◆ Stated task
Write what comes next in the forum thread about picking a spotlight for a small boat, picking up after its final line.

◆ Selected excerpt
— Begin —
Wouldn't something mounted be a better choice for a boat?

http://www.carlislefinch.com/marine/Default.htm


----------



## Knife11 (Feb 23, 2005)

http://watercraft.polarisindustries.com/watercraft/features.aspx?ModelID=028DCDEB-8A4E-4415-A5EC-54C1812260F7
Above is a link to the boat....No mounting it would not be good.


----------



## symes (Feb 23, 2005)

Another vote for the havis shields... I love mine and the rubber casing, designed for fire/rescue to use in hostile environments, means that it is going to survive well being thrown around on a boat.

I have a 12V receptacle on my wheel station and just plug it in there. The whole thing is so solidly built, it's just amazing.

The problem with the rechargeables, (having had a bunch) is that, if they are rarely used, you end up with a battery that gets upset and is never charged properly when you want it. 

If you are looking at using it to find the boat ramp, docking etc... it'll be great, I love the beam spread because you get a nice tight spot for picking out buoys etc... but get a good wide spill also which is great for MOB at night.


Symes...


----------



## markdi (Feb 23, 2005)

well boat is too small for a 800 million cp carbon arc search light - well almost too small


----------



## Knife11 (Feb 24, 2005)

Does anyone know where I can buy one of the ML240s???

Sway I tried the place you suggested but it's not listed on his site and he's not responding to my e-mail.

Anyplace else I can get it?


----------



## Mike Painter (Feb 28, 2005)
— End —
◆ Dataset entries
— Begin —
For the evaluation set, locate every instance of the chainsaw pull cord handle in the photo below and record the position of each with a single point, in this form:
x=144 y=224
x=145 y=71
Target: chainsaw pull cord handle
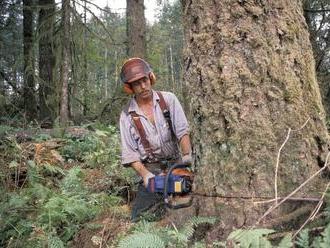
x=166 y=200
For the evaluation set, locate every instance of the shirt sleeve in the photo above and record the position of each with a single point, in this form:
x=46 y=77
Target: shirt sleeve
x=178 y=117
x=129 y=147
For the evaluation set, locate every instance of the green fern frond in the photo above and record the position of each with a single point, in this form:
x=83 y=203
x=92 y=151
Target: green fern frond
x=53 y=170
x=317 y=242
x=144 y=227
x=251 y=238
x=326 y=237
x=303 y=239
x=188 y=231
x=72 y=182
x=138 y=240
x=55 y=242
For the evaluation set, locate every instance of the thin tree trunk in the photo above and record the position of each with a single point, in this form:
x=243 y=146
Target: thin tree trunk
x=136 y=28
x=64 y=103
x=30 y=104
x=46 y=61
— End —
◆ Response
I'm leaning towards the lightforce. 
How well does it work as a flood light?
Does the plug on the corded version plug into the base as the included cord does on the cordless version?

As for tough, check out the video of the light being thrown, multiple times, on the ground hard enough to bounce higher than the thrower, or the number of hits it takes with a shotgun.
After several violent blows with a hammer the clear protective shield of the light was dented but not damaged.


----------



## Sway (Feb 28, 2005)

Mike,

The corded version it’s permanently attached the other works like a rechargeable drill you can either plug in a battery pack or a cord. It will open up into a flood just by turning the reflector and light up a good size area and still has a good hot spot. If you need more flood like a true flood light they have a diffuser lens that will spread out the beam I’ve never used one but it should work like a heavily textured reflector.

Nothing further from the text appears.